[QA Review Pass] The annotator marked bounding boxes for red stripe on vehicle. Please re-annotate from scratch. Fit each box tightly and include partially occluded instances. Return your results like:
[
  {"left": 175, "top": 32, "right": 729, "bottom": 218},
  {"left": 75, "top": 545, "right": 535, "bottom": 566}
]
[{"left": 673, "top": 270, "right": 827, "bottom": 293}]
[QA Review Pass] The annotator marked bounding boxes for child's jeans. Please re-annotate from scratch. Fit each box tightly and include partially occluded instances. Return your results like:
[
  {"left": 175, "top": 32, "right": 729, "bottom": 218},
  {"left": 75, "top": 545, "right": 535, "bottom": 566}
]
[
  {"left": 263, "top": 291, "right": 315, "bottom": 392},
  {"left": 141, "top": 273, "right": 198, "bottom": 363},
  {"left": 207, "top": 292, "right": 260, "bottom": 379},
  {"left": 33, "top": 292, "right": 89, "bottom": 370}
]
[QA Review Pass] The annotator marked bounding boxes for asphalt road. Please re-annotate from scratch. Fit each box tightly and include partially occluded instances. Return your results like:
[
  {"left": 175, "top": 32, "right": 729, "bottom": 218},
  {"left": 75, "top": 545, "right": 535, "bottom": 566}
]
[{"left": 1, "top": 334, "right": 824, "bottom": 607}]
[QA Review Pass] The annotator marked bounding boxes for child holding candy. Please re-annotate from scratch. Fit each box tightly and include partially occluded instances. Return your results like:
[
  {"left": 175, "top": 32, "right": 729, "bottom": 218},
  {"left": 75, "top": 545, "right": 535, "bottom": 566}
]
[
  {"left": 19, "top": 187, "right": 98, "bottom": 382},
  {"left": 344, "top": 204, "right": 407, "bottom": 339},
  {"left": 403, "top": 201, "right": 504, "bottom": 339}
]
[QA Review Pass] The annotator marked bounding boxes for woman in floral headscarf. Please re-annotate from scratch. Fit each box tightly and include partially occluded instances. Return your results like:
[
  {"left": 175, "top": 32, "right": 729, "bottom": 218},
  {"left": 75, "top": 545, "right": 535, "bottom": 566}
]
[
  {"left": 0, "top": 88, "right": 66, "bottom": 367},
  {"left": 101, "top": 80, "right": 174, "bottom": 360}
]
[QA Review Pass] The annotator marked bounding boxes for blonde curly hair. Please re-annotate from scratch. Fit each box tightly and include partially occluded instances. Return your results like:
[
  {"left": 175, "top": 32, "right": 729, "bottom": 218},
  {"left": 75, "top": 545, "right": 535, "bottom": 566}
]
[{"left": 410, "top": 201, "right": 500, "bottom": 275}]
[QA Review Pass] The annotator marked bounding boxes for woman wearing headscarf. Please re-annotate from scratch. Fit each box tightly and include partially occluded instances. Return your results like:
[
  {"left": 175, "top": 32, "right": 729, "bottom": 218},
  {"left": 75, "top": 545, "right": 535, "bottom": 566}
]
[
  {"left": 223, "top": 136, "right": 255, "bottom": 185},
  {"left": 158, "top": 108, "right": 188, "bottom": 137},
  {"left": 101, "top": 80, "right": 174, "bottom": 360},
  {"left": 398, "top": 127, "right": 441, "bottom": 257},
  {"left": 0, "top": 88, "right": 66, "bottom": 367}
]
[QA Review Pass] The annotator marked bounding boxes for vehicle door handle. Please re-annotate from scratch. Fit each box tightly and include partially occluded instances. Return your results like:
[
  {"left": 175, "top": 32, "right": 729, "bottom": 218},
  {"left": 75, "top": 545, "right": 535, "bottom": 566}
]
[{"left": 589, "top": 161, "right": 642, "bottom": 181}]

** REQUIRED WORK **
Your job is to transcribe the listing exactly, line for line.

** ANSWER TO THE PROBLEM **
[QA Review Pass] The annotator marked bounding boxes for red stripe on vehicle. Please re-annotate from scratch. Fit each box tightly and include partially occluded instances. Return your results like:
[
  {"left": 175, "top": 32, "right": 729, "bottom": 218},
  {"left": 75, "top": 545, "right": 535, "bottom": 566}
]
[{"left": 673, "top": 270, "right": 827, "bottom": 293}]
[QA Review Pass] The annotator marked bounding boxes for child's jeans. Please re-annotate from scratch. Fit each box tightly and include partially occluded instances. Return your results like:
[
  {"left": 175, "top": 32, "right": 729, "bottom": 218},
  {"left": 75, "top": 545, "right": 535, "bottom": 566}
]
[
  {"left": 263, "top": 291, "right": 315, "bottom": 392},
  {"left": 141, "top": 273, "right": 198, "bottom": 363},
  {"left": 207, "top": 292, "right": 260, "bottom": 379},
  {"left": 33, "top": 292, "right": 89, "bottom": 370}
]
[QA Review Pass] The annotator marked bounding boxes for asphalt road. Please re-annotate from scratch. Fit each box tightly and include partially occluded instances. Return your results like:
[
  {"left": 175, "top": 32, "right": 729, "bottom": 218},
  {"left": 75, "top": 545, "right": 535, "bottom": 566}
]
[{"left": 1, "top": 334, "right": 824, "bottom": 607}]
[QA Review Pass] The annotator marked bounding boxes for child holding candy. Please re-annotate from scratch. Fit each box tightly and include partially occluded instances. Return your results like:
[
  {"left": 175, "top": 32, "right": 729, "bottom": 218},
  {"left": 75, "top": 545, "right": 535, "bottom": 566}
]
[
  {"left": 19, "top": 187, "right": 98, "bottom": 382},
  {"left": 344, "top": 204, "right": 407, "bottom": 339},
  {"left": 403, "top": 201, "right": 504, "bottom": 339}
]
[QA Review Pass] The annotator marked bounding boxes for woman in floral headscarf. Please re-annotate from scratch. Fit each box tightly and include partially occluded instances. Return your results like:
[
  {"left": 175, "top": 32, "right": 729, "bottom": 218},
  {"left": 75, "top": 545, "right": 535, "bottom": 566}
]
[
  {"left": 0, "top": 88, "right": 66, "bottom": 367},
  {"left": 101, "top": 80, "right": 174, "bottom": 360}
]
[QA Review Pass] The annotator marked bounding boxes for blonde curly hair. Please re-annotate from scratch. Fit each box tightly and include partially occluded instances. Return your results like:
[
  {"left": 175, "top": 32, "right": 729, "bottom": 218},
  {"left": 75, "top": 545, "right": 535, "bottom": 566}
]
[{"left": 410, "top": 201, "right": 500, "bottom": 275}]
[QA Review Pass] The annotator marked bounding boxes for woman wearing headscarf. Please re-annotate from scratch. Fit each box tightly and include partially occluded instances. Return your results like:
[
  {"left": 175, "top": 32, "right": 729, "bottom": 218},
  {"left": 75, "top": 545, "right": 535, "bottom": 566}
]
[
  {"left": 223, "top": 136, "right": 255, "bottom": 185},
  {"left": 158, "top": 108, "right": 188, "bottom": 137},
  {"left": 101, "top": 80, "right": 174, "bottom": 360},
  {"left": 398, "top": 127, "right": 441, "bottom": 257},
  {"left": 0, "top": 88, "right": 66, "bottom": 367}
]
[QA Review Pass] The annotator marked bounding boxes for vehicle door handle. Please re-annotate from scratch. Fit each box tightly and include partially occluded instances. Return your results like:
[
  {"left": 175, "top": 32, "right": 729, "bottom": 218},
  {"left": 75, "top": 545, "right": 535, "bottom": 566}
]
[{"left": 589, "top": 161, "right": 642, "bottom": 181}]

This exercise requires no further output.